▶ WORK TO BE COMPLETED: Please reproduce the records below, swapping every occurrence of "in this photo" for "in this image" and keeping everything else the same. Leave the pictures out of your answer.

▶ MATERIAL FOR THIS EXERCISE:
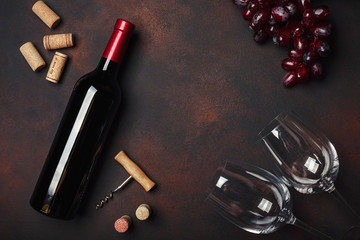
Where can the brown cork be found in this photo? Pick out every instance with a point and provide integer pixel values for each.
(57, 41)
(32, 56)
(56, 67)
(122, 224)
(143, 212)
(48, 16)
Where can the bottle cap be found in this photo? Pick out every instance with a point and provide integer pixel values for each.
(118, 41)
(124, 25)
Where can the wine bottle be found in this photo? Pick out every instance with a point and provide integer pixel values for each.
(83, 129)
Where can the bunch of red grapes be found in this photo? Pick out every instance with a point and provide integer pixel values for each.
(294, 24)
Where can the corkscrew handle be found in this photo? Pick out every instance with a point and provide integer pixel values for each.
(134, 171)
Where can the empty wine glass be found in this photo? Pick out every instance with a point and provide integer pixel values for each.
(253, 199)
(305, 158)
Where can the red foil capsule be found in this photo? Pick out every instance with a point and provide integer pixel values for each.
(116, 46)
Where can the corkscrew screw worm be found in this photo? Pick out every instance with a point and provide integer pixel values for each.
(134, 171)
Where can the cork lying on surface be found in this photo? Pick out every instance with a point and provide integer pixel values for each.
(143, 212)
(56, 67)
(122, 224)
(57, 41)
(32, 56)
(48, 16)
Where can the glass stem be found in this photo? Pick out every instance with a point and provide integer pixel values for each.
(298, 223)
(337, 195)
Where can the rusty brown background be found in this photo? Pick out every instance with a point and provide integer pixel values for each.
(196, 89)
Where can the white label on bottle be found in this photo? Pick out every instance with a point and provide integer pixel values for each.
(79, 121)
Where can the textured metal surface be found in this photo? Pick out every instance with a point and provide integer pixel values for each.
(196, 89)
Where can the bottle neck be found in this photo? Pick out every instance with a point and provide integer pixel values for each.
(109, 66)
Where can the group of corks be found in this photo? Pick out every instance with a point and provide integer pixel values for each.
(51, 42)
(142, 213)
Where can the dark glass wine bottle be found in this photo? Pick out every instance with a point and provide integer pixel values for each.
(83, 129)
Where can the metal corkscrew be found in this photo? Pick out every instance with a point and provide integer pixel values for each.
(134, 171)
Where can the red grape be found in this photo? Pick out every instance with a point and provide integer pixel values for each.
(291, 7)
(247, 14)
(280, 14)
(322, 48)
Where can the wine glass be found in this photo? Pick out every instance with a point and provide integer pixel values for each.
(253, 199)
(305, 159)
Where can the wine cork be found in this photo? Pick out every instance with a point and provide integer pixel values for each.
(32, 56)
(143, 212)
(57, 41)
(122, 224)
(48, 16)
(56, 67)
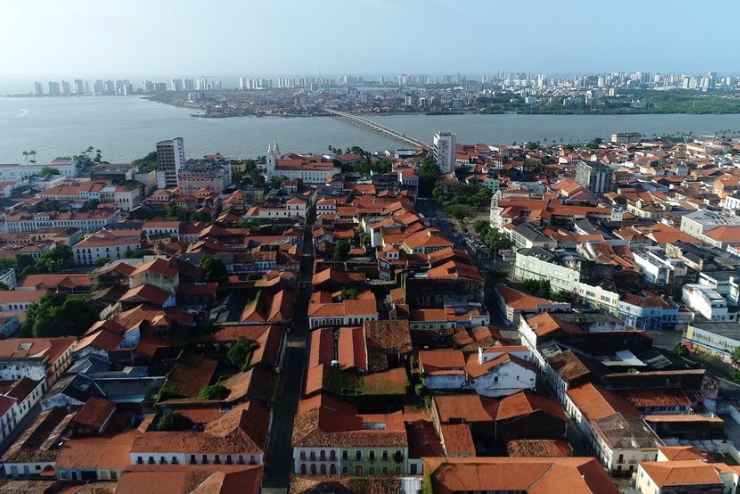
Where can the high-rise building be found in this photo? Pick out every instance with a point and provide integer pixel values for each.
(99, 87)
(170, 158)
(594, 176)
(445, 148)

▶ OUTPUT:
Where can the brown cork be found in this image? Pick out every instance with a point and provide integer pixel values for each.
(57, 41)
(32, 56)
(56, 67)
(122, 224)
(143, 212)
(48, 16)
Where can the bottle cap be found in this image? Pick out every instance with a point and provide integer pixel values for each.
(118, 41)
(124, 25)
Where can the wine bottle be found in this image? Pick out every instance with a point and provide integer pixel values for each.
(83, 129)
Where can the bunch of red grapes be found in this image? Pick out every instance with a point and provide integer pixel values for each.
(294, 24)
Where can the corkscrew handle be found in this image? Pick out every instance with a point and provide integer pixel values for each.
(134, 171)
Where can the empty wine glass be found in this image? Pick out every instance with a point and provide integer pixel values for each.
(253, 199)
(305, 158)
Where can the red foil capsule be found in this image? Pick out every instance with a point and provide integer pixel values for each.
(116, 46)
Where can the corkscrew screw worm be found in this image? Pick out every instance with a point and provide integer pixel values for each.
(134, 171)
Where can the cork lying on surface be found in this image? Pick out every instance with a point and provide integer pixel values for each.
(143, 212)
(56, 67)
(122, 224)
(57, 41)
(32, 56)
(48, 16)
Where can the glass stem be found in this image? Pick out every instance with a point and provide integer pixel values for each.
(298, 223)
(337, 195)
Where can the rusty brown background be found in this image? Pick out every instance with a point and provide integer pixel values for each.
(196, 89)
Where can the white label on bottle be found in this image? Pick out every instance with a point and provide integer pixel values for each.
(79, 121)
Where can the textured metal surface be found in this image? Pick out every instance with a point and provide integer pixel values for each.
(196, 89)
Where can the bottle neck be found in this image? Pick out every instance with a point and provide integer pixel values for each.
(109, 66)
Where can the group of corks be found in this image? Pick out every instance with a point and provide integer pixel values for each.
(51, 42)
(142, 213)
Where can the dark glass wine bottle be found in this image? Pick out every instance with a point and provide integer pixel values for each.
(83, 129)
Where can the metal corkscrew be found in this image? Pick out every instance with a point and provide integer pixel values for each.
(134, 171)
Where can the red grape be found in this image? Pick out every instance with a point and provide integer pixel values for each.
(291, 7)
(247, 14)
(280, 14)
(322, 48)
Where can the wine glass be found in this image? Pick out every instance with a point and provide integer pixel values for each.
(253, 199)
(305, 159)
Where can the wine cork be found in this image? Pick out every instance with a point and provide integer pixel values for each.
(32, 56)
(143, 212)
(57, 41)
(122, 224)
(48, 16)
(56, 67)
Where can the high-rise building be found in this image? Pick out every instance with a point and provide integer pixel values for each.
(99, 87)
(170, 158)
(594, 176)
(445, 148)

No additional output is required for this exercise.